> _Task to complete_
Copy the following lines word for word, leaving nothing out.

> _Data lines_
────

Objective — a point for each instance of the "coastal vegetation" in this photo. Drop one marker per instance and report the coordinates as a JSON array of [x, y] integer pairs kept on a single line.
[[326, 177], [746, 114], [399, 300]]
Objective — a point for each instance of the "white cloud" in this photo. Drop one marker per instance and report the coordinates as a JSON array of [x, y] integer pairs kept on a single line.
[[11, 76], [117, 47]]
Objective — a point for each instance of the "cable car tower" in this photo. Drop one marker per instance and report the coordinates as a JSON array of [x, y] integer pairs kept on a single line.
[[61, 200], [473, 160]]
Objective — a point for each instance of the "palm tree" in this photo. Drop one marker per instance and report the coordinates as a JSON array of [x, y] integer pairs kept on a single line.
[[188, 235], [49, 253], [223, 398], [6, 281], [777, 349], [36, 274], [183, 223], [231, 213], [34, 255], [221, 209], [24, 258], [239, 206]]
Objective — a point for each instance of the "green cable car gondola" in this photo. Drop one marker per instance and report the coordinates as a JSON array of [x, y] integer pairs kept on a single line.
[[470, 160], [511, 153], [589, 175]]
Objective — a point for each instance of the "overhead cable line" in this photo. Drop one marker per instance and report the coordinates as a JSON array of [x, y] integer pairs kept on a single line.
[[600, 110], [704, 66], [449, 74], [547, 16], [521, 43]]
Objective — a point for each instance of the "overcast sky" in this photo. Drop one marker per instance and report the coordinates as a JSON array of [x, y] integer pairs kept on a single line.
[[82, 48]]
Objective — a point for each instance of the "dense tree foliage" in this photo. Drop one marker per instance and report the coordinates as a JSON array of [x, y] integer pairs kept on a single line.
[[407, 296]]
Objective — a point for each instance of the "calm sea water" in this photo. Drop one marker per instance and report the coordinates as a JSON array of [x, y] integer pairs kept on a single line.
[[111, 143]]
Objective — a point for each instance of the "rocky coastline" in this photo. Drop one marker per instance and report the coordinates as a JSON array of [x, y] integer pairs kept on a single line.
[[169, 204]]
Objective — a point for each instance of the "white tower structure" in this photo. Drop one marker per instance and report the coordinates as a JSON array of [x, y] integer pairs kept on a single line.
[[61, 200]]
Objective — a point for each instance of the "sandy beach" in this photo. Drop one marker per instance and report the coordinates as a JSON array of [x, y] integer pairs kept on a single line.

────

> _The answer_
Objective — a point for each instance of the "coastal vegetation" in this photo. Drop one marker per instance and report the coordinates as a JSON array of [x, y] integer pairs kept on a single line.
[[326, 177], [746, 114], [399, 300]]
Objective — a point for each instance of the "white cloud" in this photo. Drop one marker per instance and report the coordinates as a JSON array of [x, y] integer pairs kept on a single line.
[[11, 76], [117, 47]]
Objective — a point for each instance of the "cable car tower" in this photo. Drop one marker per instance and report the coordinates as a JSON array of [x, y] integer pairs kept on a single line.
[[61, 200], [473, 160]]
Objective — a point for each instance of the "palm tree" in this photo. Drop one marker per instance and report the coordinates as a JSON array of [x, y] integer pairs kept on a single line.
[[188, 235], [49, 253], [223, 398], [6, 281], [777, 349], [36, 274], [183, 223], [231, 213], [34, 255], [221, 209], [24, 258], [239, 206]]
Objective — a point for each instance of the "green cable car gondola" in this photo. Drop one marker per instance and report the coordinates as a JSON array of [x, y] integer pairs kept on a single line.
[[470, 160], [511, 153], [589, 175]]
Objective — a point for each instance of the "overhead cable line" in this photo. Drop one marker per instance and report the coordinates as a JSON array of [x, y] integer pairs kept on a single line.
[[600, 110], [704, 66], [449, 74], [547, 16], [521, 43]]
Objective — a point for each instance of the "overcast sky" in this photo. Drop one marker per instance and report the coordinates as a JSON array of [x, y] integer pairs kept on a single line.
[[82, 48]]
Objective — a point for each instance of the "dense tree foliage" in this photo. Drop one marker per instance and report the coordinates as a JSON array of [x, y] integer pairs kept on a single line.
[[407, 296]]
Objective — a point for each instance of the "calm sea water" in this photo. Drop one marker per instance and report the coordinates as a JSON array of [x, y] integer pairs kept on a single line.
[[111, 143]]
Objective — a point for each instance of the "rocky coastline" in this photo. Drop one marker per instance and report the coordinates as a JSON array of [x, y] integer pairs kept on a single line.
[[169, 204]]
Objective — a point for each instance of the "white tower structure" in this photo. Drop one marker per instance and report the coordinates as a JSON array of [x, y] integer pairs kept on a single line.
[[61, 200]]
Objective — a point for each instance of the "sandy beach" in this photo. Drop one marker per instance and report the coordinates as a JSON array of [x, y] integer pairs kept on a single line.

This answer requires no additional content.